▶ DIRECTIONS
Pick out every line in the listing below that contains the word "masonry". Only count matches in the same letter case.

····················

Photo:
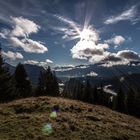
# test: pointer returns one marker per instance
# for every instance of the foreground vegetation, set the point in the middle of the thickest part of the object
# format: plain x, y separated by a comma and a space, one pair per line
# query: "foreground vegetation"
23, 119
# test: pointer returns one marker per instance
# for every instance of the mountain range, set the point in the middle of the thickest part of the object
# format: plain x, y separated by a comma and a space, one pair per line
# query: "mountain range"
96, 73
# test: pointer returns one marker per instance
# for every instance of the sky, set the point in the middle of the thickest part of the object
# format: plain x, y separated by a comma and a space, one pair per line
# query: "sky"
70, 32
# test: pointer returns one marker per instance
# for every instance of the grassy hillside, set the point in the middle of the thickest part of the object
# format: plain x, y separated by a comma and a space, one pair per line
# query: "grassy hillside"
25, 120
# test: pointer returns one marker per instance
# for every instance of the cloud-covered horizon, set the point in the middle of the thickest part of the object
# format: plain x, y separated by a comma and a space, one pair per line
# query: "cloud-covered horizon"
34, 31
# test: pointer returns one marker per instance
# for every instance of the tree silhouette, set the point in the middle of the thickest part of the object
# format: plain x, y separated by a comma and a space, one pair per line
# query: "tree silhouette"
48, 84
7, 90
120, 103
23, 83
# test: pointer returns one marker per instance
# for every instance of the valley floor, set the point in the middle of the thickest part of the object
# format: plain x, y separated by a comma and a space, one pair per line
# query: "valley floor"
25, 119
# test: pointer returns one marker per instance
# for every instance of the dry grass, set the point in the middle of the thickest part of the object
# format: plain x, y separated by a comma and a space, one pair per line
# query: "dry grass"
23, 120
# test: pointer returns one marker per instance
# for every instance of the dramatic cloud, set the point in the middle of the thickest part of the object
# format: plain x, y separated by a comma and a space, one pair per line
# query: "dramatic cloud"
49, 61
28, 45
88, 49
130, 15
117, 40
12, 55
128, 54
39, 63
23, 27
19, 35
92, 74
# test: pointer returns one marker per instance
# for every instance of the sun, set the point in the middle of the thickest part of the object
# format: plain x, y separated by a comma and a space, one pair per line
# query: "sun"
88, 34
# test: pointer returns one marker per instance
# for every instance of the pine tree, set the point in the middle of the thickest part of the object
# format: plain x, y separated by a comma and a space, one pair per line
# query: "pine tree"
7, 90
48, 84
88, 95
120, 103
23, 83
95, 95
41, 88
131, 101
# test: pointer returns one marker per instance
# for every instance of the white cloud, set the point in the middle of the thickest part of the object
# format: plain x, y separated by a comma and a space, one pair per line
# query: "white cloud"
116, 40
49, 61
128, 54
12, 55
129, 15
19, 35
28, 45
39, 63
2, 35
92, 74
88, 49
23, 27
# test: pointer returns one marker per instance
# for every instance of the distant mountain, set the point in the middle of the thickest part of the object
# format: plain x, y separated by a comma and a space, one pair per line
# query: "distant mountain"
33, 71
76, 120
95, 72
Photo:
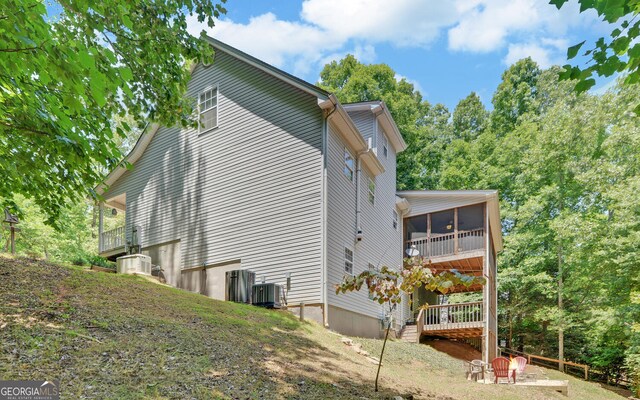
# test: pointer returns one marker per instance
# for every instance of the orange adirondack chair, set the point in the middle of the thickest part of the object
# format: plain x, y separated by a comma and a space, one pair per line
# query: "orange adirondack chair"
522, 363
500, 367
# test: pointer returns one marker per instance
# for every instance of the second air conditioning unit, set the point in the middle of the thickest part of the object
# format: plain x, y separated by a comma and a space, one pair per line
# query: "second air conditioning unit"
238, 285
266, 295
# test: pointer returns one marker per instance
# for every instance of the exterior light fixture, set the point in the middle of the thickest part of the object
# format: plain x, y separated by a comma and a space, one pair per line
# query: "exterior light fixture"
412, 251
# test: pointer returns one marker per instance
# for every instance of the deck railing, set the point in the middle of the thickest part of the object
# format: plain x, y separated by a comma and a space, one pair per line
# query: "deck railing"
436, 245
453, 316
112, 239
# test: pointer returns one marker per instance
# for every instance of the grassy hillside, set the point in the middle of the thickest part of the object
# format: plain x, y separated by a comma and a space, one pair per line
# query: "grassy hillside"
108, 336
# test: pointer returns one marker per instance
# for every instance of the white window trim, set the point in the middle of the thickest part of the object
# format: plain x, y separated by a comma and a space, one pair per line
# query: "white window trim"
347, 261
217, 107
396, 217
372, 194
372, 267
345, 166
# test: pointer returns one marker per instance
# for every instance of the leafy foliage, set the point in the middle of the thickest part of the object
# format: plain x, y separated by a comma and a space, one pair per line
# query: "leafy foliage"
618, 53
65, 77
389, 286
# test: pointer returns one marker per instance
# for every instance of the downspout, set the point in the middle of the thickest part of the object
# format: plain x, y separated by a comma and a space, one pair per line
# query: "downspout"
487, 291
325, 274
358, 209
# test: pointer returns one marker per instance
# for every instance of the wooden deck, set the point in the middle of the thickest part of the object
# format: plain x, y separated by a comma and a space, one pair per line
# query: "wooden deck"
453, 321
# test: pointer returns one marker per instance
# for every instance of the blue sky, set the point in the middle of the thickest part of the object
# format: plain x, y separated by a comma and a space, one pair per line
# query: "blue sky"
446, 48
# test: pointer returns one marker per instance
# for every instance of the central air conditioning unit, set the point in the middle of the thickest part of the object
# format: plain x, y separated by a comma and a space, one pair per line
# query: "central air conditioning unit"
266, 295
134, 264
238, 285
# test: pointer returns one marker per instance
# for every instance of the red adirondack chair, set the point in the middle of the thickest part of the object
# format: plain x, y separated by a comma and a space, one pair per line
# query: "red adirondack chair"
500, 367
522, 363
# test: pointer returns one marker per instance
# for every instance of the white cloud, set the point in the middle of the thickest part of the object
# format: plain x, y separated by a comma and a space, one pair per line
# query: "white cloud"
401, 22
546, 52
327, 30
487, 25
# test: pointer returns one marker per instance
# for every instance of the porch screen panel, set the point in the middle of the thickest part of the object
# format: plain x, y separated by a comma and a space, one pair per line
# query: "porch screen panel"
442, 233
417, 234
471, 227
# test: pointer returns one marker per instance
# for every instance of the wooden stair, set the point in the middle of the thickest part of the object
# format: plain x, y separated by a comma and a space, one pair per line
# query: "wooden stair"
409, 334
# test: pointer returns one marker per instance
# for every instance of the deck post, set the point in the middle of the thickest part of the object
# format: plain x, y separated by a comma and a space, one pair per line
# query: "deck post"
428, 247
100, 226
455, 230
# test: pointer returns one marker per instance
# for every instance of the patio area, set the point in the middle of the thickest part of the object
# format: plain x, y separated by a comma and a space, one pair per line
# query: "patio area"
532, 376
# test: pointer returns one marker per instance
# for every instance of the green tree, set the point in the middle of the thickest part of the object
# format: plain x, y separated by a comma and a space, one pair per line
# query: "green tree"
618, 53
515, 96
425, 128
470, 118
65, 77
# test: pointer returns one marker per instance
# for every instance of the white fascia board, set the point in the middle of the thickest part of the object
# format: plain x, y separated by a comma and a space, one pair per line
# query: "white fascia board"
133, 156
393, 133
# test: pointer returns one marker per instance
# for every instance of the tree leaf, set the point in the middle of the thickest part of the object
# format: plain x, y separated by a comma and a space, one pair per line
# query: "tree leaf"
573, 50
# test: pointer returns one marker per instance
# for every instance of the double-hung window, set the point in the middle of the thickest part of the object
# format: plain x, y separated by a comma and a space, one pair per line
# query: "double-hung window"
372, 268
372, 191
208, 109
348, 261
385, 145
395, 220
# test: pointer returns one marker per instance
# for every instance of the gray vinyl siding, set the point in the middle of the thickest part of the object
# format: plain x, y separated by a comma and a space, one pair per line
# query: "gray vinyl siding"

····················

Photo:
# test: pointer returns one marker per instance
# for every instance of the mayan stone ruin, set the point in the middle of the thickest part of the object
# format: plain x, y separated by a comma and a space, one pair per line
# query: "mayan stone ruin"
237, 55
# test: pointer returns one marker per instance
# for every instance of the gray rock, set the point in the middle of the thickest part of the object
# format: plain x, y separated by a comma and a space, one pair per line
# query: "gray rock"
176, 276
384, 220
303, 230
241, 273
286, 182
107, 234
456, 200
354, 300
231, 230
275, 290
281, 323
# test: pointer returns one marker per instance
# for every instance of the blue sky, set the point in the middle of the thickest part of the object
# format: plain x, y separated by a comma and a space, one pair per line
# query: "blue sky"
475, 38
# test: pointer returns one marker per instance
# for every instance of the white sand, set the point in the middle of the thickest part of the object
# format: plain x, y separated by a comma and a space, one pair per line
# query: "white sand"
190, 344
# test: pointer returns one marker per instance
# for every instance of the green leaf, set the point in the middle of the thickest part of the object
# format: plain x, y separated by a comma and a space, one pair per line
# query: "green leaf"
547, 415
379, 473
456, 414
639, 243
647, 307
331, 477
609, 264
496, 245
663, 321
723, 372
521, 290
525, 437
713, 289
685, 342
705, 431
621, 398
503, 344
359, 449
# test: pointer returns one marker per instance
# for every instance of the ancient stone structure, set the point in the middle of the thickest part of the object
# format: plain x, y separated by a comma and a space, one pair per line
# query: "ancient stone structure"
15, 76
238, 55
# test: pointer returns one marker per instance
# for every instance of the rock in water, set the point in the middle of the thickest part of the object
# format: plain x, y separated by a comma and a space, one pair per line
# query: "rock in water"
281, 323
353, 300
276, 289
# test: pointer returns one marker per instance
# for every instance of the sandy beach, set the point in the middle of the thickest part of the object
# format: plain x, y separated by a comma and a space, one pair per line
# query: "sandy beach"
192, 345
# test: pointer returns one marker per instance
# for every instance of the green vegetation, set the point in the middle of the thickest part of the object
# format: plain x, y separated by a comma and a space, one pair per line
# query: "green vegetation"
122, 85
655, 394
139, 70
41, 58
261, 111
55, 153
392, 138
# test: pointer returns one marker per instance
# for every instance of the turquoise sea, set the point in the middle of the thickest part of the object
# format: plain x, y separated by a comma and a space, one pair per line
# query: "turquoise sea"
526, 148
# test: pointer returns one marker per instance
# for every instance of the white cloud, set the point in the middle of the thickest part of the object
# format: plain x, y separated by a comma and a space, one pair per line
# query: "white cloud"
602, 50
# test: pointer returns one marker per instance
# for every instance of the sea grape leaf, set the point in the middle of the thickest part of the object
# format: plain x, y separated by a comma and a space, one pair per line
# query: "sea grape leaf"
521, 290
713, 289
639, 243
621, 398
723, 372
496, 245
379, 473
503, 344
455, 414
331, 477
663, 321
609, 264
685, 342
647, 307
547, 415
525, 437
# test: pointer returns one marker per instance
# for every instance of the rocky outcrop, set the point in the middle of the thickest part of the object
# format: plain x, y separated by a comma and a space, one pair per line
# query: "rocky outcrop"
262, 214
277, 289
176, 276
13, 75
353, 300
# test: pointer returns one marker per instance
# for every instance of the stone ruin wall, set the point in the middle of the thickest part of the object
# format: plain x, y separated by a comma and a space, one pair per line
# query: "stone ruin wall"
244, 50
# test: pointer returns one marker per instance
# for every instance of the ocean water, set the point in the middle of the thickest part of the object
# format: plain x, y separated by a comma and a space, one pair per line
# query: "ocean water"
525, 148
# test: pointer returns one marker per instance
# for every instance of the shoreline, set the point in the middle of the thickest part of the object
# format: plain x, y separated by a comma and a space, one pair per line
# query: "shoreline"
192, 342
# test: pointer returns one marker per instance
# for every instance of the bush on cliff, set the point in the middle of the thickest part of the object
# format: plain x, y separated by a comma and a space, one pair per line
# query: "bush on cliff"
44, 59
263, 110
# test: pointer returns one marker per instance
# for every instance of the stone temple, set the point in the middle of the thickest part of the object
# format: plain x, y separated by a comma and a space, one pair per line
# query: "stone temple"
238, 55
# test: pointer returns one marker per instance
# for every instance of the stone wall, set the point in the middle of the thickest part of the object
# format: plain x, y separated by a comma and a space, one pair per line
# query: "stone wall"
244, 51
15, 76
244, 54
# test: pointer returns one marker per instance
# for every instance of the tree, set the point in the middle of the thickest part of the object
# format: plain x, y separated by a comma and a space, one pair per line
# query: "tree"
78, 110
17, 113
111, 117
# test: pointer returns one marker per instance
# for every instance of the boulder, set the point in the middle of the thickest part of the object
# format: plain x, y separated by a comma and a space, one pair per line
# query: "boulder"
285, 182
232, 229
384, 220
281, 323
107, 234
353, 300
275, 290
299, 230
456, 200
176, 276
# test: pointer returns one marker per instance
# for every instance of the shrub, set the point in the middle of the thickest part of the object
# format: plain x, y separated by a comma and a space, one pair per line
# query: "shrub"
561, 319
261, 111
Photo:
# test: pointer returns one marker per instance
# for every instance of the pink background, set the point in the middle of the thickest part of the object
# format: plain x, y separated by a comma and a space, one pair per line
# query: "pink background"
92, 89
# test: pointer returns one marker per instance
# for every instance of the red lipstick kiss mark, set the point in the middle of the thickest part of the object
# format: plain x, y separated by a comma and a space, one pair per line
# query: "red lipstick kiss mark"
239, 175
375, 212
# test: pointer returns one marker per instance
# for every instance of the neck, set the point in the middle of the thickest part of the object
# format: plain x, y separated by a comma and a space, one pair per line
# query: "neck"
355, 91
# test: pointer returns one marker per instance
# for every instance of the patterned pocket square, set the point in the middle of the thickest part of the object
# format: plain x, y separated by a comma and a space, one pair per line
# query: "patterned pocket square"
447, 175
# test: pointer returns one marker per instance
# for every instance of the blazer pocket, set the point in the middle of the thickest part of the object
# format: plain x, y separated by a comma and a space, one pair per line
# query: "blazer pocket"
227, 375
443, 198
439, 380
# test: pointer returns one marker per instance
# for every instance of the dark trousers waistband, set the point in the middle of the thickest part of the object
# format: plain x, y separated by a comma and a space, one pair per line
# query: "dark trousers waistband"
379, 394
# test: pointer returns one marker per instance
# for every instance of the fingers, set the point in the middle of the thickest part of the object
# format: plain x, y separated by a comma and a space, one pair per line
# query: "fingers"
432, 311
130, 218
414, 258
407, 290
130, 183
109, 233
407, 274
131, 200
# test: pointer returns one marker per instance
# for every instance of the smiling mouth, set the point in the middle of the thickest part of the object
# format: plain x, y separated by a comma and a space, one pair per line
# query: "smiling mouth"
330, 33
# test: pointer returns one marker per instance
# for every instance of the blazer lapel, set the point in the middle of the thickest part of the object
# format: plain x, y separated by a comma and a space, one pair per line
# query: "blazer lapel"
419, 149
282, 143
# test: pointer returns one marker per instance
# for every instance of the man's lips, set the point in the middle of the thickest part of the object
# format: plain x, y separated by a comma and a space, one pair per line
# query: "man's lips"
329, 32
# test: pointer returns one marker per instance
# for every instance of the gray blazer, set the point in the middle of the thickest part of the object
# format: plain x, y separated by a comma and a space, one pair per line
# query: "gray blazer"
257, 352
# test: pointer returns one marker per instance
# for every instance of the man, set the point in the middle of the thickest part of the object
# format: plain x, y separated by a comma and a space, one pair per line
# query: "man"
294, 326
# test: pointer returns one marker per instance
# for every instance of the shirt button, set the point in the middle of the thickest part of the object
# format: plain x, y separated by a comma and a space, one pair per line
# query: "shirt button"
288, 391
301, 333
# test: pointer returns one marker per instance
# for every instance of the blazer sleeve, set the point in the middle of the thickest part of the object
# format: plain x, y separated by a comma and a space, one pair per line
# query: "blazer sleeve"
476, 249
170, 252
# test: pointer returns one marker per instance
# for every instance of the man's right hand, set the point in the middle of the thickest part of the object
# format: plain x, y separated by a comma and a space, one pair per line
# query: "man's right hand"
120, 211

····················

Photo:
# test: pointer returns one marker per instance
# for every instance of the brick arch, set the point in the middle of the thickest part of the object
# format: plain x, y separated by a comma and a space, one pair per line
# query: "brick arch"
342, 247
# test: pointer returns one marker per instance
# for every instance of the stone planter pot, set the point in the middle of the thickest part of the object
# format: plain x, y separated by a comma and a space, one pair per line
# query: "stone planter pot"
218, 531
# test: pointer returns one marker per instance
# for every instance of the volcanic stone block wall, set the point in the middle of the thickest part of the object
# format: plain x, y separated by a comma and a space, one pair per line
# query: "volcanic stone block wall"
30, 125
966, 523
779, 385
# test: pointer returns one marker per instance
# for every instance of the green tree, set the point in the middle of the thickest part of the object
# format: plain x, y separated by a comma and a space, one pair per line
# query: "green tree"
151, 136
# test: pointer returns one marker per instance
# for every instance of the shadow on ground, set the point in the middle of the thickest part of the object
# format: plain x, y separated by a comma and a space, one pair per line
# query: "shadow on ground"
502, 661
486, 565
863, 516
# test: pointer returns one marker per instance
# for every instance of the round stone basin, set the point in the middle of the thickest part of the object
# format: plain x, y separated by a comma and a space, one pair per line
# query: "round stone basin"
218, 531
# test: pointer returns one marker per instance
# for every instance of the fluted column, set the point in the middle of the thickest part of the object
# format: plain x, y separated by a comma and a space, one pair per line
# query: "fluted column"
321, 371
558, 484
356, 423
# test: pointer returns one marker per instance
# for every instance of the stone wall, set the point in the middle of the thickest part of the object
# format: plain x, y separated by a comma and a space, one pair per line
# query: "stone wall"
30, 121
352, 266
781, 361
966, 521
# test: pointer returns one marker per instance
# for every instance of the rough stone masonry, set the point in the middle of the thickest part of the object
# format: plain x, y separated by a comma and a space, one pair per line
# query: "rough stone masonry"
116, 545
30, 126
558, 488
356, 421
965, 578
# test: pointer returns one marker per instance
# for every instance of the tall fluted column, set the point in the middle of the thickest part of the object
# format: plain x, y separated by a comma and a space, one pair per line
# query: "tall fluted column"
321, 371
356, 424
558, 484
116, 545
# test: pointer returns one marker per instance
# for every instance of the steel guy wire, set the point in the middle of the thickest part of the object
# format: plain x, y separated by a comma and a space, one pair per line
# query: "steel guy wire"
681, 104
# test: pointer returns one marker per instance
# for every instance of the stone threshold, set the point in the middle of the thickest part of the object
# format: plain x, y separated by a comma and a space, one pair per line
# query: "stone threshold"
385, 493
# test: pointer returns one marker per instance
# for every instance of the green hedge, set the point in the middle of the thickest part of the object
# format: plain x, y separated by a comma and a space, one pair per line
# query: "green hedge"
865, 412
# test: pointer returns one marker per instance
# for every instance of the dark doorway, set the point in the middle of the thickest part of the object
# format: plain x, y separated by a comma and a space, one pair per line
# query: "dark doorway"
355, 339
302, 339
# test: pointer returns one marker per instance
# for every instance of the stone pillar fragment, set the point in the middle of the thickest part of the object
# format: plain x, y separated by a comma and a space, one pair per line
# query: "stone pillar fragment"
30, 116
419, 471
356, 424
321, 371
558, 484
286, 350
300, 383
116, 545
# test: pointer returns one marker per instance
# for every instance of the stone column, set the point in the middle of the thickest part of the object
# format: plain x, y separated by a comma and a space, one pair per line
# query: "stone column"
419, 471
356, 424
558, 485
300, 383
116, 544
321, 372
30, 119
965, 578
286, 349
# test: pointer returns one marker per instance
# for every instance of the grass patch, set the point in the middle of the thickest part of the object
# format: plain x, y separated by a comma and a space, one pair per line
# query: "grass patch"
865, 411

····················

▶ RESPONSE
# for every instance of the rough stone masonry, set the point in the middle of the thickest part of the object
# query: "rough stone masonry"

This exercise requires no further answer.